Pointing and labeling entries
[start]

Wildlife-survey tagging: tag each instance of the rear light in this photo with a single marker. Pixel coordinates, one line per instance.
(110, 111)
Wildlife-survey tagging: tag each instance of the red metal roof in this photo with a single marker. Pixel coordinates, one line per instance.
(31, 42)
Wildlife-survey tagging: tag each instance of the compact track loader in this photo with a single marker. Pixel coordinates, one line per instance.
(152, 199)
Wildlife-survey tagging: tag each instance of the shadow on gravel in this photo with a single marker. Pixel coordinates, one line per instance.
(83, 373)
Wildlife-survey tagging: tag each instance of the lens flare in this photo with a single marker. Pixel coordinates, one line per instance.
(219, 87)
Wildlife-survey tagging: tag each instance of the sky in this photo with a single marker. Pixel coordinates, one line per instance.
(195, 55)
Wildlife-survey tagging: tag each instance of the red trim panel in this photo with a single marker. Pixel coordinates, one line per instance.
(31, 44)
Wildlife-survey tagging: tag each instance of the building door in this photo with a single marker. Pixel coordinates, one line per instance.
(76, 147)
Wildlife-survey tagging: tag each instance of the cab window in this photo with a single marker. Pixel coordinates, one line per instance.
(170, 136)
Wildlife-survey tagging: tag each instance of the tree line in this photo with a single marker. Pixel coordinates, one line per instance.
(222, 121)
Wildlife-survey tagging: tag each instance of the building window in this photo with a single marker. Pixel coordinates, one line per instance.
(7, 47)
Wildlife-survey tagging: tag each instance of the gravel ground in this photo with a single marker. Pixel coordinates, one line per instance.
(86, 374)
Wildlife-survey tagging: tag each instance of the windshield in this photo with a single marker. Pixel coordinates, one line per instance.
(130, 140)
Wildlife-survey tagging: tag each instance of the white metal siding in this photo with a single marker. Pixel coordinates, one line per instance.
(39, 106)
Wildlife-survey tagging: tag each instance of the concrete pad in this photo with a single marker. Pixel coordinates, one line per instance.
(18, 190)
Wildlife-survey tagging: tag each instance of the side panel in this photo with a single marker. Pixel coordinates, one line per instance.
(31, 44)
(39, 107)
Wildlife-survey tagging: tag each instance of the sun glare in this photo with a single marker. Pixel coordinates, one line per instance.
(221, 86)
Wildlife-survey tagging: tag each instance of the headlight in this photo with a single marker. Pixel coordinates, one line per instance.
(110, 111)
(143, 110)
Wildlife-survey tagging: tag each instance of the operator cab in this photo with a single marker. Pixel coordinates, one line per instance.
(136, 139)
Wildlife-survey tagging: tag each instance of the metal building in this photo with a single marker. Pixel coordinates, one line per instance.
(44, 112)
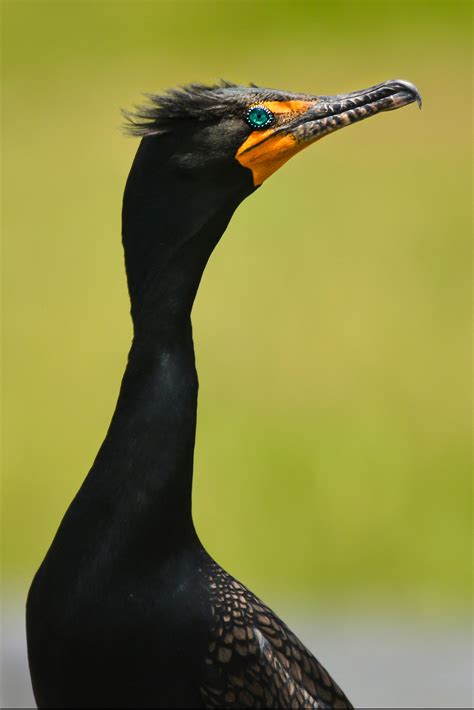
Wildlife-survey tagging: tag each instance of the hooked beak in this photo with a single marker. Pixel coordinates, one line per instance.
(264, 152)
(329, 113)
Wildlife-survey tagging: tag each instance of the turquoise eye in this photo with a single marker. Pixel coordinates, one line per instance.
(259, 117)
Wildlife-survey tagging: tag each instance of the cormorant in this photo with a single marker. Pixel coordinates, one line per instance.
(128, 609)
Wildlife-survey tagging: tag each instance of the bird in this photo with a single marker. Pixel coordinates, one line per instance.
(127, 608)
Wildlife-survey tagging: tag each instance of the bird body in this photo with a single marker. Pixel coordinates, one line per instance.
(128, 609)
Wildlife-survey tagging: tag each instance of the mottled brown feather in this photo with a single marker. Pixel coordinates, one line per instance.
(255, 661)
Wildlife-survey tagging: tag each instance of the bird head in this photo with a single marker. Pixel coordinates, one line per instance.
(224, 131)
(204, 149)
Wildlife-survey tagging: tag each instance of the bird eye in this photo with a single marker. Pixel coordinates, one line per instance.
(259, 117)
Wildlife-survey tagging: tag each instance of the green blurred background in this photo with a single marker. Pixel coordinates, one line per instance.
(332, 326)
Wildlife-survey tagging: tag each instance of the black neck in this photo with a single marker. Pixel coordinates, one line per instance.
(144, 468)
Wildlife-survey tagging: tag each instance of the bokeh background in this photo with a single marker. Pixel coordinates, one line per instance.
(332, 327)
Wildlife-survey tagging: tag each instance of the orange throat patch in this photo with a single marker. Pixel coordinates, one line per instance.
(263, 152)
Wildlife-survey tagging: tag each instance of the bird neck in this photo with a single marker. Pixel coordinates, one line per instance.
(146, 460)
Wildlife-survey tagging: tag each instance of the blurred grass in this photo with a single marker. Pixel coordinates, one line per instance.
(332, 326)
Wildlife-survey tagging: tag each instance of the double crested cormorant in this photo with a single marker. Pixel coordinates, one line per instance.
(128, 609)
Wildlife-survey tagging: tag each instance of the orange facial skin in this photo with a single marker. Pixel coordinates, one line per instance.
(263, 152)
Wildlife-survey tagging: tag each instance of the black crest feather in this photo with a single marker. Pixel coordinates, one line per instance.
(195, 101)
(198, 101)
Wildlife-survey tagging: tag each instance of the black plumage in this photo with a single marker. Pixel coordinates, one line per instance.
(128, 609)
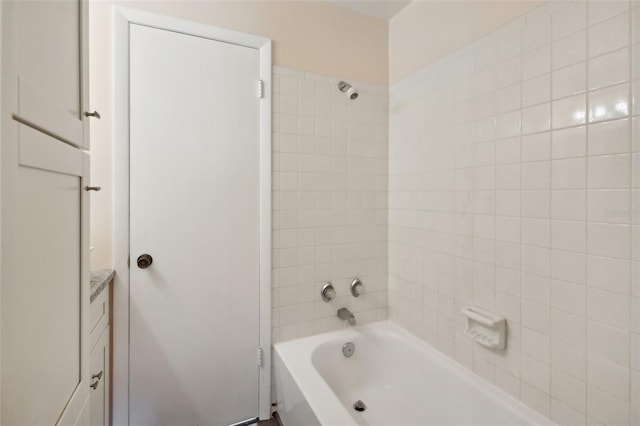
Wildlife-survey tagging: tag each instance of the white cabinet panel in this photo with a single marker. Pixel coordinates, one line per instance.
(51, 66)
(45, 288)
(100, 375)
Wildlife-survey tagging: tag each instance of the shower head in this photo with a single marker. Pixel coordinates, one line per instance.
(351, 91)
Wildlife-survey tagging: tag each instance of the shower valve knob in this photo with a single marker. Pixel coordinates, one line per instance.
(144, 261)
(328, 292)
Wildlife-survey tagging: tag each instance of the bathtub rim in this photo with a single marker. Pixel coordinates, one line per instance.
(296, 356)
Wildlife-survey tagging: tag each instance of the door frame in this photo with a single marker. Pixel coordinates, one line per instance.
(122, 18)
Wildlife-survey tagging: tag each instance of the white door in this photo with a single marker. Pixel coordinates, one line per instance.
(194, 208)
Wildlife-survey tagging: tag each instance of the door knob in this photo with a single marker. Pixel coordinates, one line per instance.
(144, 261)
(95, 114)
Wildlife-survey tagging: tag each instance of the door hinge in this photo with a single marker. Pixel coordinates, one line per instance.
(260, 89)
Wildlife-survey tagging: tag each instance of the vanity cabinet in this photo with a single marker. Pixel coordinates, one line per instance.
(100, 359)
(44, 174)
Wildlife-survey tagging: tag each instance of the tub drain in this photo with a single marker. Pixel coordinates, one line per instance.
(359, 406)
(348, 349)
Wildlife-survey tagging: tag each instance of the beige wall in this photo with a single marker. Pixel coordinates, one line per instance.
(426, 31)
(314, 36)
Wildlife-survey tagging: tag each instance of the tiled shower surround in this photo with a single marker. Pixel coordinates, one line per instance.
(513, 186)
(330, 158)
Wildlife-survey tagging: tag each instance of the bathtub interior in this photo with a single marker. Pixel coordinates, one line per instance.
(404, 382)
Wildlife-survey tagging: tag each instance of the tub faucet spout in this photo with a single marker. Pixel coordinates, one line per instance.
(345, 314)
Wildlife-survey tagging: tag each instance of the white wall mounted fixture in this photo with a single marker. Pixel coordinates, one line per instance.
(123, 18)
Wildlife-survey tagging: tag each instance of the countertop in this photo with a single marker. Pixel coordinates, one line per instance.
(99, 281)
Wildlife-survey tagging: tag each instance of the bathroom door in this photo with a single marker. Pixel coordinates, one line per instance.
(194, 209)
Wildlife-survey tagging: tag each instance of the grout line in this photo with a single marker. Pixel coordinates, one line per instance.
(631, 256)
(586, 217)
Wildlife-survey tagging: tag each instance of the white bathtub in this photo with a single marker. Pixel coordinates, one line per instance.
(401, 379)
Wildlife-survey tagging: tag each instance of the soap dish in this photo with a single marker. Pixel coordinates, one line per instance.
(486, 328)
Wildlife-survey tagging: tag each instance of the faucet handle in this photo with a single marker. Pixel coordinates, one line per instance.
(328, 292)
(356, 287)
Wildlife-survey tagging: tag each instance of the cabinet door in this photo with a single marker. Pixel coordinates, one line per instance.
(45, 281)
(100, 372)
(50, 52)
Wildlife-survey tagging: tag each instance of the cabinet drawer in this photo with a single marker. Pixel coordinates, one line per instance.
(100, 369)
(99, 316)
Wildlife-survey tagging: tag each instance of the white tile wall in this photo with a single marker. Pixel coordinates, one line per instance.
(329, 202)
(514, 175)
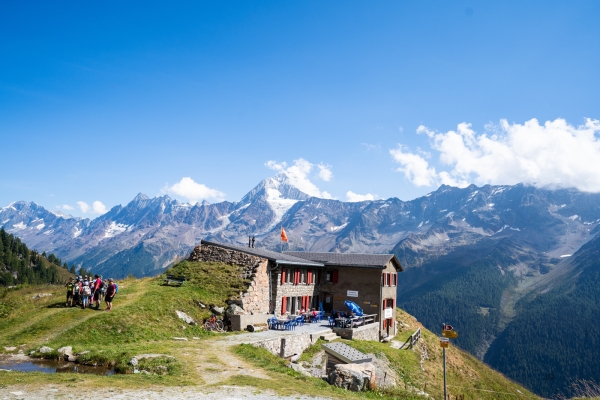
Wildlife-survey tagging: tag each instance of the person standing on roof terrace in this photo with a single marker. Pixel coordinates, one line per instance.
(69, 287)
(111, 291)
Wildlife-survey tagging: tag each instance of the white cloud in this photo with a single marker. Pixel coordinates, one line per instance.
(353, 197)
(371, 147)
(83, 206)
(415, 168)
(299, 173)
(555, 154)
(96, 208)
(325, 172)
(193, 191)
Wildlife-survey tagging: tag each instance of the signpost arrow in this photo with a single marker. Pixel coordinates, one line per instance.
(450, 334)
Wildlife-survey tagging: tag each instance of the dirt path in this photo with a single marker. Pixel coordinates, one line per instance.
(176, 393)
(41, 329)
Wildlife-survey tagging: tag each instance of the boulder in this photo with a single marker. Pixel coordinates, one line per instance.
(45, 350)
(383, 377)
(354, 377)
(186, 318)
(217, 310)
(300, 368)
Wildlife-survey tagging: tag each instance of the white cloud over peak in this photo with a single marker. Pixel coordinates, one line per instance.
(299, 175)
(553, 154)
(354, 197)
(96, 208)
(193, 191)
(325, 172)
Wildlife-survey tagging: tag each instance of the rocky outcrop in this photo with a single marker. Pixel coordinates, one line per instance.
(354, 377)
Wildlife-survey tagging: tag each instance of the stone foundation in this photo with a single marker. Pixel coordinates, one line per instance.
(367, 332)
(294, 344)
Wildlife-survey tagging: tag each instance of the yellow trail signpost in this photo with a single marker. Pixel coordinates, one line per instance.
(448, 333)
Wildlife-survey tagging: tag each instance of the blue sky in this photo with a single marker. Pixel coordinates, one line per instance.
(100, 101)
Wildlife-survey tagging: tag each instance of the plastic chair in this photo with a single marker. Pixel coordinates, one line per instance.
(290, 325)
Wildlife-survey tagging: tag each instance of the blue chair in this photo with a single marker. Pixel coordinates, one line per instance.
(331, 321)
(290, 325)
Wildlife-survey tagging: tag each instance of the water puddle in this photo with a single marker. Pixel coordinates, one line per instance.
(53, 366)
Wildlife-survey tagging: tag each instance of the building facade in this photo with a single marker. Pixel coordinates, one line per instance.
(286, 283)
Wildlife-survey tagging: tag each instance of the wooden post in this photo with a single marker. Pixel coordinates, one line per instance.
(282, 353)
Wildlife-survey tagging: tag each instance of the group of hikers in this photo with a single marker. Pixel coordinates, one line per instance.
(84, 291)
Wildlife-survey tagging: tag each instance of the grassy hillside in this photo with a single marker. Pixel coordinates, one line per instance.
(143, 321)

[end]

__PROBLEM DESCRIPTION__
Rewrite the records as a numbered list, omitting any blank lines, beginning at the line that contains "white cloud over" and continuing through the last line of the records.

__EXERCISE SOLUTION__
1. Wildlife-survey tagging: tag each instance of the white cloud over peak in this photo with a single marker. Pixel coordinates, one line per instance.
2. (299, 175)
3. (553, 154)
4. (354, 197)
5. (96, 208)
6. (193, 191)
7. (325, 172)
8. Wildlife-survey tagging: tag each instance of the rocky outcrop in this photo with a single marker. Pixel coordinates, one line per instance.
9. (354, 377)
10. Wildlife-survey tagging: tag each instance of the stone foundation in this photo with a single marker. Pixel coordinates, one line per instance.
11. (367, 332)
12. (294, 344)
13. Wildlife-survey tagging: tag each instance of the yellow trail signpost in this photo with a single marker. Pixel coordinates, one line per instance.
14. (448, 333)
15. Wildlife-survey tagging: tag each instance of the blue sky in this photo with a single marker. Pixel coordinates, one line per instance.
16. (100, 101)
17. Wildlife-survey tagging: tag each instance of the plastic chair in this photo with a single marker. Pixel coordinates, one line per instance.
18. (290, 325)
19. Wildlife-survey tagging: tag each instance of the blue chair in this photo with a single marker. Pixel coordinates, one line per instance.
20. (331, 321)
21. (290, 325)
22. Wildlife-survey tagging: tag each instance of the water puddle in this photo with a single marker. Pixel coordinates, one line per instance.
23. (53, 366)
24. Wildlife-survey tagging: tag each instance of the building facade in this photo with a single marker. Pixel coordinates, one line per instance.
25. (286, 283)
26. Wildlife-survey tagging: tag each instance of the wooden post in this photo with a single marker. Pixel coordinates, one line per instance.
27. (282, 353)
28. Wildlife-survey tagging: tag each instance of the group of hikers in this photo with a single marker. Pixel coordinates, one line per instance.
29. (84, 291)
30. Wildlife-survey tagging: tag each instance of the grassy hillside in this photo with a single marker. Pixel coordinates, one line per instance.
31. (143, 321)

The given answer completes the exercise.